To be done:
Rewrite the passage on Geneva's Bankruptcy Office starting with "Questions were raised" and going on through "follow them up.", putting "repeated" in place of "reiterated".

──────── Extract to read ────────

Geneva parliamentarians are calling for Gérard Ramseyer's head Keystone Archive

Pressure is mounting on Geneva's cantonal minister for police and justice to resign after two separate reports supported allegations of widespread irregularities in the canton's Bankruptcy Office.

The series of irregularities – including embezzlement, trading of favours, workplace bullying and the employment of illegal workers — have been reported at the cantonal Bankruptcy Office, threatening the job of the minister in charge, Gérard Ramseyer.

In the most serious episode so far, a former employee of the Office, arrested in July and charged with aggravated abuse of trust and forging documents, has admitted misappropriating SFr2 million over 10 years.

Now two reports commissioned by the cantonal parliament’s management inspection committee – one into alleged corruption, the other into mobbing – have demonstrated that mismanagement and illegal practices were rife in the Bankruptcy Office.

Ramseyer told swissinfo he cannot comment on either of the new reports until he has had the chance to study them.

“Report is merciless”

The first report, conducted by the lawyers Denis Mathey and Claudio Mascotto, found no concrete evidence of corruption, in the legal sense of the term, but it did uncover a series of very serious irregularities.

“The report … lays bare the irregularities and the behaviour of certain state servants: illegal practices, taking advantage, preferential treatment, gifts, abuse of power, false accounting. The report is merciless,” says an editorial in the Tribune de Genève newspaper.

“It confirms the fraud, the cronyism and the impunity that have for too long been like a gangrene in this sector,” it adds.

Among the accusations are that employees of the office helped themselves to property being taken from vacated premises; that they used bankruptcy auctions to sell personal belongings; that they created fictitious bank accounts; and that they accepted holidays in Spain from a second-hand furniture dealer in return for access to seized property.

Ramseyer himself is implicated in the report on three occasions. It says that: he twisted the law to obtain expensive furniture for his office; that he agreed to the employment of temporary staff; and that he agreed to the office’s branches remaining open at weekends, and that the cost would be covered by “sponsoring from certain banks”.

The report also confirms that large sums of money – tens of millions of francs – were deposited illegally in the state’s coffers as a result of bankruptcies. The money should have been returned creditors.

The second report, carried out by Blanc Consultants, reveals serious cases of workplace bullying within the department, with the office in Carouge being especially badly affected. It says “mobbing was made easier by the attitude of the bosses and by the existence of clans.”

The two reports are still officially confidential, but their contents have been widely reported in the French-language Swiss press.

Inadequate controls

Questions were raised about irregularities at the Bankruptcy Office as early as 1996. Those concerns were reiterated in subsequent reports, but Ramseyer consistently refused to follow them up.

──────── Data section ────────

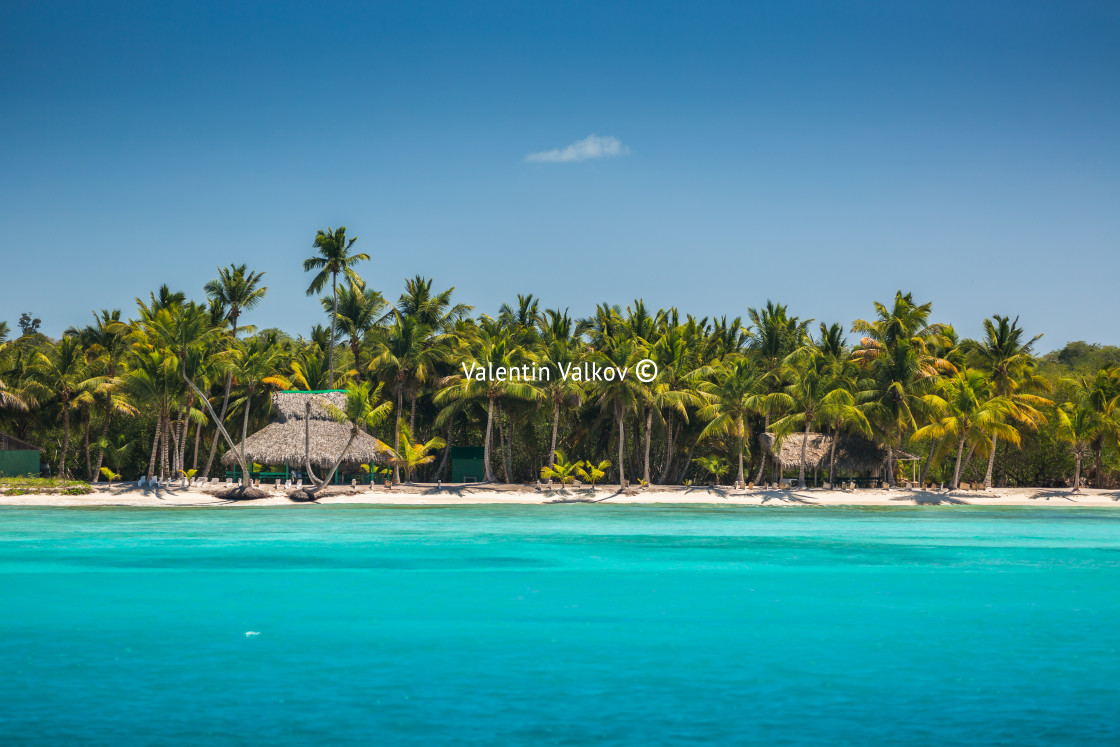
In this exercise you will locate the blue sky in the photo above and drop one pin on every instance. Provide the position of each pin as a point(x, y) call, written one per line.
point(819, 155)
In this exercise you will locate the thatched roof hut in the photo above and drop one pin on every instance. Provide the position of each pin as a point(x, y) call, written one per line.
point(282, 441)
point(855, 454)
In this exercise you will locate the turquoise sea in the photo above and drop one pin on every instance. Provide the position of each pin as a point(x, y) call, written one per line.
point(560, 625)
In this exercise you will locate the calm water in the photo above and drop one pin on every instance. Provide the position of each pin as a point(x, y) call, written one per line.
point(560, 625)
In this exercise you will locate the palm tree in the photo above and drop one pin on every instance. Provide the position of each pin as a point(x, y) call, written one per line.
point(491, 347)
point(407, 360)
point(411, 455)
point(334, 259)
point(1008, 362)
point(358, 310)
point(739, 391)
point(559, 344)
point(1091, 416)
point(105, 342)
point(896, 353)
point(624, 394)
point(235, 291)
point(65, 371)
point(969, 409)
point(814, 393)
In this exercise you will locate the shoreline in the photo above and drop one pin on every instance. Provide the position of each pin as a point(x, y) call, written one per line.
point(429, 495)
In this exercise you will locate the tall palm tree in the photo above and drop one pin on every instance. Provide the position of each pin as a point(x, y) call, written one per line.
point(623, 395)
point(490, 347)
point(1009, 363)
point(358, 310)
point(66, 372)
point(736, 393)
point(434, 310)
point(814, 393)
point(559, 345)
point(334, 259)
point(235, 290)
point(896, 354)
point(968, 409)
point(407, 360)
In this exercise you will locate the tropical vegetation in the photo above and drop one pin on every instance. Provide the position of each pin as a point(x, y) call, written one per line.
point(169, 386)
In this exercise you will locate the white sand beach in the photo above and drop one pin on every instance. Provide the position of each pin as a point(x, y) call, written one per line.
point(429, 495)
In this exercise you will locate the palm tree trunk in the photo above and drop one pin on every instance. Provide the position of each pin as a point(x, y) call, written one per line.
point(739, 444)
point(356, 349)
point(412, 417)
point(762, 451)
point(85, 439)
point(991, 463)
point(447, 449)
point(649, 427)
point(501, 446)
point(334, 324)
point(155, 448)
point(622, 445)
point(832, 457)
point(968, 459)
point(397, 428)
point(217, 423)
point(198, 437)
point(929, 461)
point(804, 442)
point(670, 442)
point(957, 469)
point(165, 449)
point(62, 460)
point(490, 423)
point(688, 463)
point(104, 432)
point(556, 429)
point(217, 430)
point(244, 430)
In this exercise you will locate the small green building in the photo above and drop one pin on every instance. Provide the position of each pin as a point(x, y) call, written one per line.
point(17, 457)
point(467, 464)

────────

Result for this exercise:
Questions were raised about irregularities at the Bankruptcy Office as early as 1996. Those concerns were repeated in subsequent reports, but Ramseyer consistently refused to follow them up.